==== DOCUMENTO ====
Desnecessário e errado foi o ataque desconcertante à classe média brasileira. Lula disse que ela “ostenta um padrão de vida acima do necessário”. O contingente atacado por Lula é formado por 105 milhões de brasileiros com renda média per capita que varia entre R$ 670 e R$ 3,7 mil. Francamente, você sabe, não dá para fazer extravagância com este tipo de ganho mensal. Lula também atacou a elite, que chamou de “escravista”. As classes média e alta, segundo o Datafolha, votam mais em Bolsonaro (38% e 39%) do que em Lula (27% e 26%).

Outro sinal da soberba foi pedir aos petistas que fossem “incomodar a tranquilidade” de parlamentares da oposição em suas casas. A fala do candidato reavivou o “nós contra eles” da era Dilma, quando parlamentares, juízes e jornalistas eram perseguidos e atacados verbalmente nas ruas, nos aeroportos, em suas casas. Quem não se lembra do ministro Gilmar Mendes sendo constrangido numa calçada de Lisboa? Petistas e antipetistas usavam o mesmo expediente que Lula propõe agora.

Lula errou também ao anunciar que demitiria oito mil militares do governo se ganhar a eleição (veja nota ao lado Macacão ou Farda). Nada contra, mas para quê comprar esta briga? Quer demitir, demite, mas não avisa antes. Em outro momento, o candidato disse a uma emissora de rádio do Paraná que eventualmente imagina que “Deus é petista”. Falou a tontice para elogiar a paranaense Gleisi Hoffmann. Num país religioso como o Brasil, não se brinca impunemente como essas coisas, menos ainda para se turbinar uma candidata a deputada.

Com mais de 40% das intenções de voto nas pesquisas, podendo ganhar no primeiro turno em todas elas, a situação de Lula é confortável. Talvez por isso tenha cometido os erros desta semana. O candidato levou uma bronca e recuou nas questões do aborto e da pressão da militância sobre parlamentares da oposição. A sorte de Lula é que ainda tem gente no PT com coragem para admoestá-lo, houve até quem dissesse para ele “falar menos e ouvir mais”. Recomendaram que antes de tratar de alguns temas sensíveis, escute especialistas. Seria a versão para campanha do “Ministério do Vai Dar Merda”, idealizado por Chico Buarque em 2003.
==== LINHAS EXIBIDAS ====
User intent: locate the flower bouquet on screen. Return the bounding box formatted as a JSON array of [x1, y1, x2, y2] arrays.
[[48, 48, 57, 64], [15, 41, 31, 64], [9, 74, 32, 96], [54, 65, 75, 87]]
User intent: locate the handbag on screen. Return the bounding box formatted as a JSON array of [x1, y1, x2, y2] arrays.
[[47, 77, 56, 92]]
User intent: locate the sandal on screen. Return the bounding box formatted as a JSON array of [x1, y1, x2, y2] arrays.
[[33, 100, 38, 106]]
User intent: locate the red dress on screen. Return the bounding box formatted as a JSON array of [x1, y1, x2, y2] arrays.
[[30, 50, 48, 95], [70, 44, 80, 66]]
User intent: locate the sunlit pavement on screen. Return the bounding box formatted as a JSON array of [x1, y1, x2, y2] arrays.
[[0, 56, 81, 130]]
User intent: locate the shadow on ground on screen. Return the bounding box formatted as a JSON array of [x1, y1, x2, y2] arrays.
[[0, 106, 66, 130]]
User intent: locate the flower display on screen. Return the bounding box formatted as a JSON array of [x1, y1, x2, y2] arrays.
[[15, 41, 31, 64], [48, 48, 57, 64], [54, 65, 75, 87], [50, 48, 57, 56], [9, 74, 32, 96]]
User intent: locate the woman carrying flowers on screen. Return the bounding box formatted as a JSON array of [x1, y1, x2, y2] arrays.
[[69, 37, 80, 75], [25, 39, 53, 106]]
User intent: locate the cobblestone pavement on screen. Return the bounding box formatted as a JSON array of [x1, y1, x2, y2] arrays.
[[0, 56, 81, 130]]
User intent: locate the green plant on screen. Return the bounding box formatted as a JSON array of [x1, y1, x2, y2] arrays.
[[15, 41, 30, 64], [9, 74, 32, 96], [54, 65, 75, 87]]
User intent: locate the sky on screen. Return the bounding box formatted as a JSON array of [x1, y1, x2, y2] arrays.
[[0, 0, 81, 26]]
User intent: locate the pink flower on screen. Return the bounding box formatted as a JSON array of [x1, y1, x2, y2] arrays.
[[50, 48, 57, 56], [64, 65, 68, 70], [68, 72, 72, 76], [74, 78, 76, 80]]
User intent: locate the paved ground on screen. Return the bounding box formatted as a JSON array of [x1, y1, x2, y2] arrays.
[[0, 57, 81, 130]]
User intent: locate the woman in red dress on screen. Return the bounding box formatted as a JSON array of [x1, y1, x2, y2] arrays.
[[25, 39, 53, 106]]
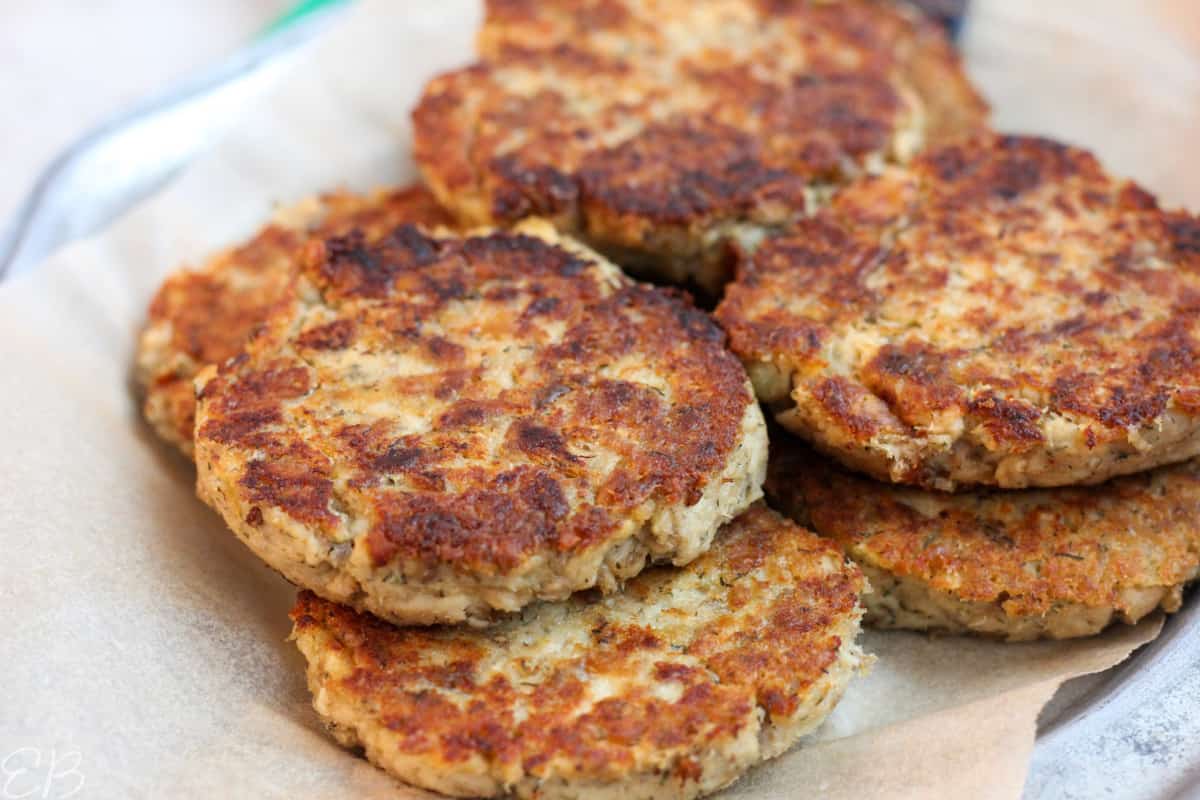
====
**TAREFA**:
Continue o documento sobre os erros de Lula na campanha a partir da última frase apresentada. As linhas não têm nenhuma relação com o documento.

**RESULTADO**:
Macacão ou farda

Lula não poderia ter sido mais claro. Se for eleito, vai limar do governo federal oito mil militares encastelados por Jair Bolsonaro em postos do segundo e terceiro escalões. Faz muito bem. Fora as funções de natureza militar, as demais devem ser ocupadas pelos mais competentes. O fato de um cidadão usar farda e botina não o torna mais ou menos competente do que um outro de terno e gravata. O candidato deu esta declaração num evento na sede da CUT em São Paulo. O público vibrou com a novidade. Afinal, estes oito mil cargos podem ser ocupados por sindicalistas, como ocorreu em escala menor, mas ainda assim bem visível, nas administrações do PT. Não custa lembrar que macacão e pelego também não deixam ninguém mais eficiente.

Nem precisa

Gleisi Hoffmann foi aconselhada a evitar o assunto reforma trabalhista nos encontros que vem mantendo com empresários. O PT não quer fazer barulho que pode gerar desconforto eleitoral. Mas, e precisa tratar do tema? Claro que não. Quem não sabe que o Lula vai fazer o que for preciso para restabelecer direitos que os trabalhadores um dia tiveram e caíram com a reforma do governo Temer? Afinal, para quem se esqueceu, PT significa Partido dos Trabalhadores. E, depois, para que ficar insistindo no óbvio quando se sabe que qualquer mudança de lei, inclusive da lei que regula as relações do trabalho, precisa da aprovação do Congresso?

Degenerado

Tarcísio Gomes de Freitas, candidato de Bolsonaro a governador de São Paulo, disse que vai retirar as câmeras das fardas da PM paulista se for eleito em outubro. Segundo ele, o dispositivo inibe a ação da polícia. Seria um monumental retrocesso em favor da violência e da impunidade policial. Todo mundo sabe como melhoraram os índices policiais em corporações que usam as câmeras nos fardamentos. É incrível como tem gente que ainda gosta de andar para trás neste país, como Tarcísio. É de um volume mastodôntico. No caso do candidato, capitão reformado do Exército como o seu padrinho, é bom notar que quem puxa aos seus não degenera.

Vácuo de Moro

E agora, Pastore? O ex-presidente do Banco Central do governo Figueiredo, Affonso Celso Pastore, ficou pendurado no pincel com a implosão da candidatura de Sergio Moro.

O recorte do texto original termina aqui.